(Document extract)
☆ ☆ ☆ ☆
This belongs into mem_encrypt.h. And I think it already came up: please
use names for those params.

> +
> +#define PGD_FLAGS	_KERNPG_TABLE_NOENC
> +#define PUD_FLAGS	_KERNPG_TABLE_NOENC
> +#define PMD_FLAGS	__PAGE_KERNEL_LARGE_EXEC
> +
> +static void __init *sme_pgtable_entry(pgd_t *pgd, void *next_page,
> +				      void *vaddr, pmdval_t pmd_val)
> +{

sme_populate() or so sounds better.

> +	pud_t *pud;
> +	pmd_t *pmd;
> +
> +	pgd += pgd_index((unsigned long)vaddr);
> +	if (pgd_none(*pgd)) {
> +		pud = next_page;
> +		memset(pud, 0, sizeof(*pud) * PTRS_PER_PUD);
> +		native_set_pgd(pgd,
> +			       native_make_pgd((unsigned long)pud + PGD_FLAGS));

Let it stick out, no need for those "stairs" in the vertical alignment :)
☆ ☆ ☆ ☆
(Listed entries)
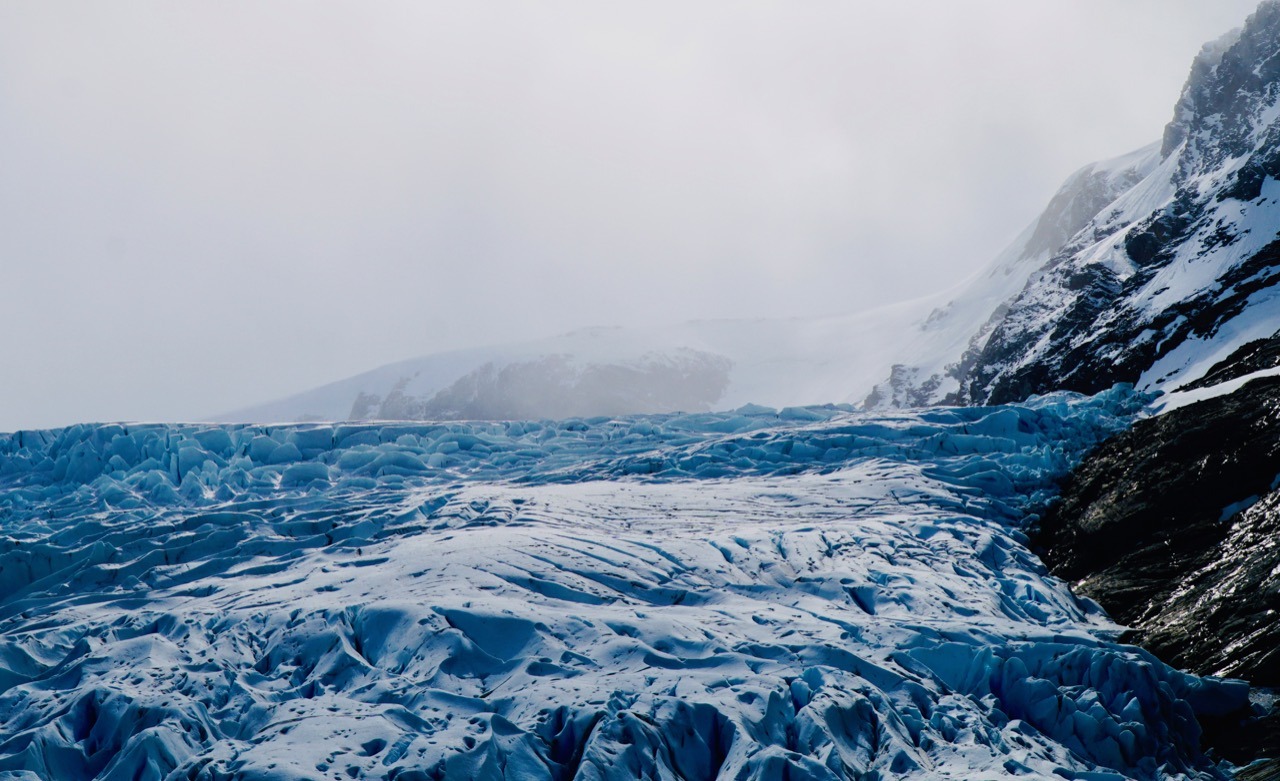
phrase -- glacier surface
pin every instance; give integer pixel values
(808, 593)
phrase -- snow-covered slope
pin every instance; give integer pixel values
(807, 594)
(1180, 270)
(695, 366)
(944, 347)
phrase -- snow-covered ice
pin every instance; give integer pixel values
(808, 593)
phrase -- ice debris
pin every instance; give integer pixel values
(805, 594)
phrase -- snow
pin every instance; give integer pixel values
(772, 361)
(1180, 398)
(808, 593)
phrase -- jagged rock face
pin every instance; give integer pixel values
(1173, 270)
(938, 366)
(1173, 526)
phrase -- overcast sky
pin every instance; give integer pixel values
(206, 205)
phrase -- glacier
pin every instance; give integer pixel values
(799, 593)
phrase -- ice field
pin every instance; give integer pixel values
(812, 593)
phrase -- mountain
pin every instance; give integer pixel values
(695, 366)
(1174, 274)
(817, 595)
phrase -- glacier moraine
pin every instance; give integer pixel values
(801, 594)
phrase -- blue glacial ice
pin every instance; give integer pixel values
(812, 593)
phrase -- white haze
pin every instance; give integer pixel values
(205, 205)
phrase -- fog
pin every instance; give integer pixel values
(210, 205)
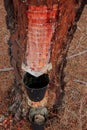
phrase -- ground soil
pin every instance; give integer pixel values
(72, 114)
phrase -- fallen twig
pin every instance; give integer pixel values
(6, 69)
(78, 54)
(80, 81)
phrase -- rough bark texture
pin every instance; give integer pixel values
(17, 23)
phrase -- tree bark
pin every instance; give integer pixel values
(68, 14)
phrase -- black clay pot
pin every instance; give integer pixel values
(37, 127)
(36, 86)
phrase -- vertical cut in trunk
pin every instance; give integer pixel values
(38, 45)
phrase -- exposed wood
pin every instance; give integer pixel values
(17, 23)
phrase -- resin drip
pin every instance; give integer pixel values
(41, 27)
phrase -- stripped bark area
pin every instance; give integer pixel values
(68, 14)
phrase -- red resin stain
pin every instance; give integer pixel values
(41, 26)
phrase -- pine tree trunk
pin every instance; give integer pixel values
(17, 23)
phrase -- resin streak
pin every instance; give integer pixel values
(41, 27)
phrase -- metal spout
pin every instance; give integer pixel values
(38, 116)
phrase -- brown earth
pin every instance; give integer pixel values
(72, 114)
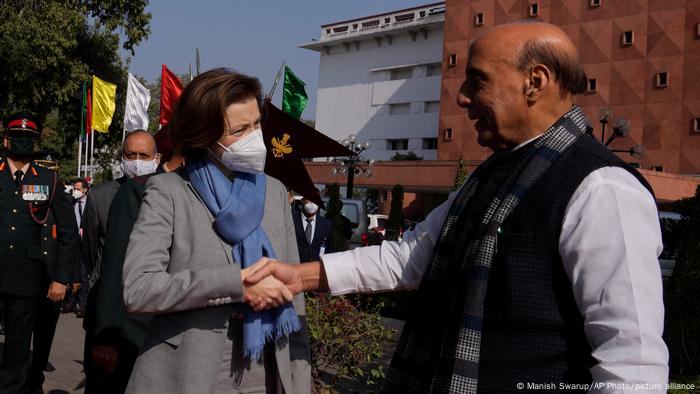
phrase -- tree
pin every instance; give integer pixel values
(408, 156)
(393, 227)
(682, 333)
(335, 215)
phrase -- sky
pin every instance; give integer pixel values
(253, 37)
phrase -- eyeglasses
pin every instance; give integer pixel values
(139, 156)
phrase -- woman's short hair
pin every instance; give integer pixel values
(198, 119)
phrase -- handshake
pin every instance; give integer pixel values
(269, 283)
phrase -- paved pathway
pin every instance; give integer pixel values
(66, 360)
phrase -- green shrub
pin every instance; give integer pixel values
(345, 340)
(682, 330)
(393, 226)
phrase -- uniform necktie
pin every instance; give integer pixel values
(308, 230)
(18, 177)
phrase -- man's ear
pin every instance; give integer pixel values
(539, 79)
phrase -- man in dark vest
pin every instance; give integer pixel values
(541, 273)
(28, 195)
(314, 232)
(139, 157)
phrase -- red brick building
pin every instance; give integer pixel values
(642, 58)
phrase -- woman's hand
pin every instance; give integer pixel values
(266, 293)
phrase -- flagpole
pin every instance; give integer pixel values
(87, 144)
(277, 79)
(92, 155)
(197, 59)
(80, 153)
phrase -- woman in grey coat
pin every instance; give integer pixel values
(198, 229)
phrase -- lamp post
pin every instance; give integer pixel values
(354, 164)
(620, 129)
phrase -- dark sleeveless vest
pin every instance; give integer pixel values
(533, 330)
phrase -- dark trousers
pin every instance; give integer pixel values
(18, 313)
(79, 298)
(45, 320)
(98, 381)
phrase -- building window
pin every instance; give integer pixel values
(452, 59)
(628, 38)
(400, 144)
(401, 73)
(405, 17)
(429, 144)
(592, 85)
(369, 24)
(662, 79)
(433, 70)
(399, 109)
(432, 106)
(534, 9)
(448, 134)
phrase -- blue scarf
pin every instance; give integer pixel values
(238, 207)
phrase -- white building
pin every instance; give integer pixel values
(379, 79)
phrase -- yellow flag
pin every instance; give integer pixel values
(104, 97)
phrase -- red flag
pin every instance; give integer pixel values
(88, 116)
(170, 90)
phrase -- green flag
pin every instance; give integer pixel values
(293, 95)
(83, 112)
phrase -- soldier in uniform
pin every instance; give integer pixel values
(28, 195)
(48, 311)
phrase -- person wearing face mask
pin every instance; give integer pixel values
(139, 157)
(29, 195)
(76, 299)
(197, 230)
(117, 334)
(314, 233)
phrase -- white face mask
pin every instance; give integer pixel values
(134, 168)
(310, 208)
(247, 154)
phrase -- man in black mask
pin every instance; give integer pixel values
(28, 195)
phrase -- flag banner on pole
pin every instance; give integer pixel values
(104, 101)
(170, 90)
(288, 141)
(88, 115)
(137, 99)
(294, 96)
(83, 113)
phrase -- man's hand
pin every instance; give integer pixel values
(266, 269)
(56, 292)
(265, 293)
(105, 357)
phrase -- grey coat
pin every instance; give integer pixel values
(179, 269)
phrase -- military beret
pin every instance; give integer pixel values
(22, 121)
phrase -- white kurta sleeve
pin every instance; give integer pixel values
(609, 244)
(391, 265)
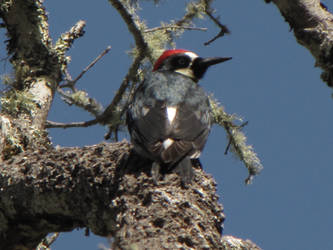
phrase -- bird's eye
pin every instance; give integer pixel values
(182, 61)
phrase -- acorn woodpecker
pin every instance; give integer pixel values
(169, 117)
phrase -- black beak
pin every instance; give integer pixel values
(206, 62)
(200, 65)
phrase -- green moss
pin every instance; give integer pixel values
(14, 102)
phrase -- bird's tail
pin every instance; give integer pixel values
(184, 170)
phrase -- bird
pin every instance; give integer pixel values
(169, 117)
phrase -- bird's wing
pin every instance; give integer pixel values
(169, 136)
(189, 131)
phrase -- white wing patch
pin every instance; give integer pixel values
(171, 113)
(191, 55)
(167, 143)
(195, 155)
(145, 110)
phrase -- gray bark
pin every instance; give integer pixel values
(312, 24)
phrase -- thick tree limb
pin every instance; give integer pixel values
(66, 188)
(313, 28)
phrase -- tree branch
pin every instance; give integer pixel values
(104, 189)
(313, 28)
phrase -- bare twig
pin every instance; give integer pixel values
(174, 27)
(51, 124)
(223, 28)
(70, 83)
(107, 114)
(131, 25)
(237, 140)
(47, 242)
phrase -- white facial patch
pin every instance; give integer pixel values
(195, 155)
(171, 113)
(167, 143)
(145, 110)
(191, 55)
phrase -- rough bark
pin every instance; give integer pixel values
(312, 24)
(100, 187)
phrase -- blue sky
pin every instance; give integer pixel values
(271, 82)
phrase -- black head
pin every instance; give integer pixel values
☆ ☆ ☆ ☆
(Task list)
a. In the code review excerpt, what function name does the reviewer suggest in place of sme_pgtable_entry?
b. Return the stretch of the code review excerpt from "This belongs into" through "so sounds better.", copied exactly.
The data has no role in this work.

(Expected responses)
a. sme_populate()

b.
This belongs into mem_encrypt.h. And I think it already came up: please
use names for those params.

> +
> +#define PGD_FLAGS	_KERNPG_TABLE_NOENC
> +#define PUD_FLAGS	_KERNPG_TABLE_NOENC
> +#define PMD_FLAGS	__PAGE_KERNEL_LARGE_EXEC
> +
> +static void __init *sme_pgtable_entry(pgd_t *pgd, void *next_page,
> +				      void *vaddr, pmdval_t pmd_val)
> +{

sme_populate() or so sounds better.